> **What you need to do**: Copy out the whole suspension install write-up word for word.

> **Text to read**:
****************************************

Ok. I figured I would put together a little something for all those wanting to install their own suspension. I have never really read on the forum anything about the pitfalls and unexpected problems associated with putting on a shock/spring kit. So I figured I would put something together for everyone wanting to tackle the job so you don’t get upset, like me, when you come across a problem.

I decided to purchase and install a Nuespeed Supercup Kit. The install was fairly straight forward if you have experience doing such things. If not then read everything you can get your hands on. Overall I give the job 3.5 wrenches out of 5 for difficulty. This leads me to my first piece of advice…

1) Plan your time wisely. If you’re doing the job yourself with hand tools expect to spend a total of 10-13 hours or the better part of a weekend. If you have access to an air compressor then you can do it in about 8-9 hours. I had a friend with an air compressor and lots of experience help me. This made the job go quicker. If you don’t think you have the time or proper tools then you should take it to a shop. If you have the money then a shop should be able to knock this out in 4-5 hours.

****************************************

> **Supplied information**:
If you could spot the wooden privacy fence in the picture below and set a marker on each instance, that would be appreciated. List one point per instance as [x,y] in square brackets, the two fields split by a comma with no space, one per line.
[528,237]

****************************************

> **Completed task**:
Ok. I figured I would put together a little something for all those wanting to install their own suspension. I have never really read on the forum anything about the pitfalls and unexpected problems associated with putting on a shock/spring kit. So I figured I would put something together for everyone wanting to tackle the job so you don’t get upset, like me, when you come across a problem.

I decided to purchase and install a Nuespeed Supercup Kit. The install was fairly straight forward if you have experience doing such things. If not then read everything you can get your hands on. Overall I give the job 3.5 wrenches out of 5 for difficulty. This leads me to my first piece of advice…

1) Plan your time wisely. If you’re doing the job yourself with hand tools expect to spend a total of 10-13 hours or the better part of a weekend. If you have access to an air compressor then you can do it in about 8-9 hours. I had a friend with an air compressor and lots of experience help me. This made the job go quicker. If you don’t think you have the time or proper tools then you should take it to a shop. If you have the money then a shop should be able to knock this out in 4-5 hours.